▸ ПИСЬМЕННОЕ ЗАДАНИЕ 1
Объясните по фрагменту о губернаторстве Евдокимова, почему смещение верхушки административной команды Сурикова пошло региону на пользу. Ответ уложите в одно–три предложения.
▸ ПИСЬМЕННОЕ ЗАДАНИЕ 2
Продолжите фрагмент о губернаторстве Евдокимова, начав сразу после его последнего предложения.

▸ ФРАГМЕНТ ТЕКСТА
◇ ◇ ◇
Что же за такое короткое время пребывания на посту губернатора Евдокимов успел сделать?
Главное, что он сместил всю верхушку административной команды Сурикова. И это, конечно, сняло многие прежние заторы, которые мешали развитию региона. Я уже говорил о застое. Определенный прорыв произошел. Евдокимов был из тех политиков, которые могут успешно смести старое и отжившее, но не всегда могут эффективно выстроить новое.
Ну и еще он пытался продвигать на внешних рынках регион, привлекать в него инвестиции. Эпизодически это ему удавалось. И в целом стиль его поведения был совершенно новым — он запросто общался с народом, выходил на сцену петь песни, будучи губернатором. Это, наверное, все-таки способствовало сближению власти с населением. Но это же и раздражало старую элиту, которая считала, что это недостойное поведение для губернатора.
Была определенная надежда в конце, когда он фактически стал создавать правительство. Там уже появились вполне адекватные управленцы, которые могли бы наладить нормальную работу. Я еще тогда давал интервью и говорил, что выход из кризисной ситуации мог бы быть в том, что Евдокимов остался бы представительской фигурой, был бы «лицом региона». То есть он мог бы вести переговоры, приглашать инвесторов и так далее. Но реальной повседневной административной работой должны были заниматься опытные управленцы. Если бы эта схема начала работать — а она уже намечалась — то, может быть, и вырулили бы мирно из той ситуации.
◇ ◇ ◇
▸ Записи набора данных о расположении объектов
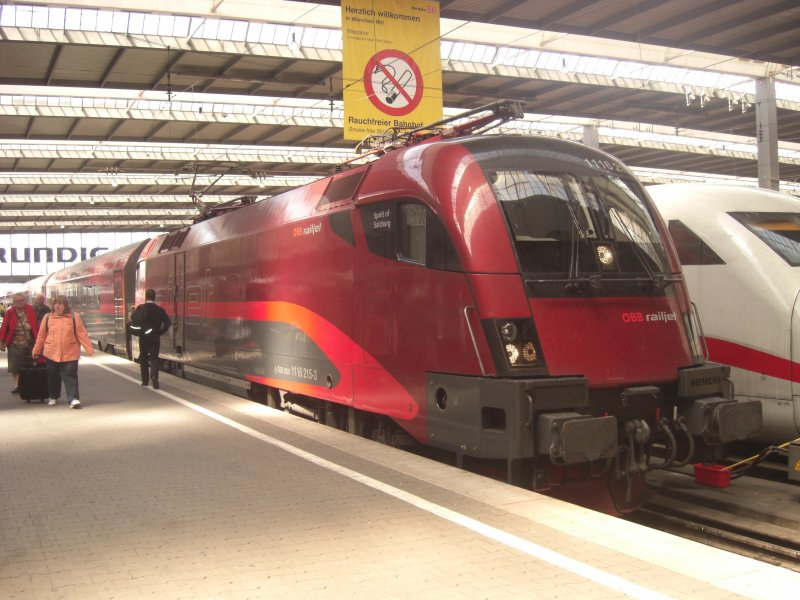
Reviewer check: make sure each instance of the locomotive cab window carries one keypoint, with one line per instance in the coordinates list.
(566, 225)
(410, 232)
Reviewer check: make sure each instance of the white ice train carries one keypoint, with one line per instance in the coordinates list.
(740, 251)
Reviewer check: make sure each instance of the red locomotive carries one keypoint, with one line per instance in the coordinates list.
(510, 299)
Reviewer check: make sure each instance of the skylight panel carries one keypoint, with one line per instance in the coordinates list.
(150, 26)
(787, 91)
(72, 19)
(119, 22)
(267, 35)
(281, 35)
(239, 31)
(224, 30)
(180, 27)
(88, 19)
(39, 18)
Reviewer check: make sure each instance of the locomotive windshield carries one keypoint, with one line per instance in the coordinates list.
(779, 231)
(567, 225)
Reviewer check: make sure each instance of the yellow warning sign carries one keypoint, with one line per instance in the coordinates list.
(391, 65)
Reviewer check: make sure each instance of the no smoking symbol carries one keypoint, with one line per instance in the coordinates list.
(393, 82)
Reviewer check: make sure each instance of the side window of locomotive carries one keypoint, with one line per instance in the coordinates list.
(412, 244)
(691, 249)
(380, 223)
(409, 232)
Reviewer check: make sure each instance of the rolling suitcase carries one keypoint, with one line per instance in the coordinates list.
(33, 382)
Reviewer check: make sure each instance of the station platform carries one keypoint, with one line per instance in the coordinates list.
(188, 492)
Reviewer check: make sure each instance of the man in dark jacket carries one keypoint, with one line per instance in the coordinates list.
(17, 333)
(39, 307)
(149, 321)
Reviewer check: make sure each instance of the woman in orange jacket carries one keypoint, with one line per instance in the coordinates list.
(61, 335)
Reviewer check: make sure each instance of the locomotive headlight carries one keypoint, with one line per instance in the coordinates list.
(605, 255)
(529, 352)
(509, 332)
(513, 353)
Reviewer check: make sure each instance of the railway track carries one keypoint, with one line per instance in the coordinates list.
(754, 517)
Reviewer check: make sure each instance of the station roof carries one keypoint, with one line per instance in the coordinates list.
(111, 118)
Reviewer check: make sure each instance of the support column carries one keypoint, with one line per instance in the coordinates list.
(590, 136)
(767, 134)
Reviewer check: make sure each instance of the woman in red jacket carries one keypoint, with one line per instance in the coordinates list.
(20, 327)
(60, 339)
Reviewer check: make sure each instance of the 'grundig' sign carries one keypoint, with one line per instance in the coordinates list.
(47, 255)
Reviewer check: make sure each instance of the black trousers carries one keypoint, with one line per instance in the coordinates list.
(148, 357)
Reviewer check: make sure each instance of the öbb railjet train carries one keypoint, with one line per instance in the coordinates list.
(740, 250)
(512, 300)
◇ ◇ ◇
▸ ПИСЬМЕННЫЙ ОТВЕТ 1
Смещение этой верхушки сняло многие прежние заторы, которые мешали развитию региона. Благодаря этому произошел определенный прорыв после периода застоя.

▸ ПИСЬМЕННЫЙ ОТВЕТ 2
Можно ли говорить, что в последние месяцы губернаторства Евдокимова нормальная, работоспособная команда была создана?
Я думаю, что да, она могла бы работать, если бы ей не мешали, а помогали. Но проблема была в том, что, во-первых, Евдокимов противопоставил себя не только этим депутатам, которые выразили ему недоверие, но и фактически Кремлю. Если вотум недоверия объявлен, то, по идее, надо снимать губернатора. Но Кремль не хотел брать на себя реализацию инициативы региональных депутатов. Поэтому Евдокимову было предложено уйти в отставку добровольно. И тут он в мае 2005 года в интервью на «Эхе Москвы» весьма смело сказал: «Народ меня избрал, и пока народ не скажет, я не уйду».
«Он был как загнанный зверь»
Плюс ко всему в защиту Евдокимова выступили его сторонники, они угрожали пикетировать органы власти, поставить желтые палатки на центральной площади Барнаула и так далее.
Майданом попахивало?
Да. И некоторые московские эксперты начали говорить уже прямым текстом, что он теперь не жилец. Есть такие цитаты, они датированы весной 2005 года. Он им просто стал казаться опасной фигурой. Слухи пошли, что у него амбиции такие, что он собирается идти на президентские выборы. Это было бы, конечно, непредсказуемо, потому что он был человек популярный, известный по всей стране. И примерно то, что мы видим сейчас с Зеленским, могло (гипотетически, конечно) и тогда произойти.
Надо полагать, это не было секретом ни для кого. Но можно ли говорить, что кто-то ему активно противостоял?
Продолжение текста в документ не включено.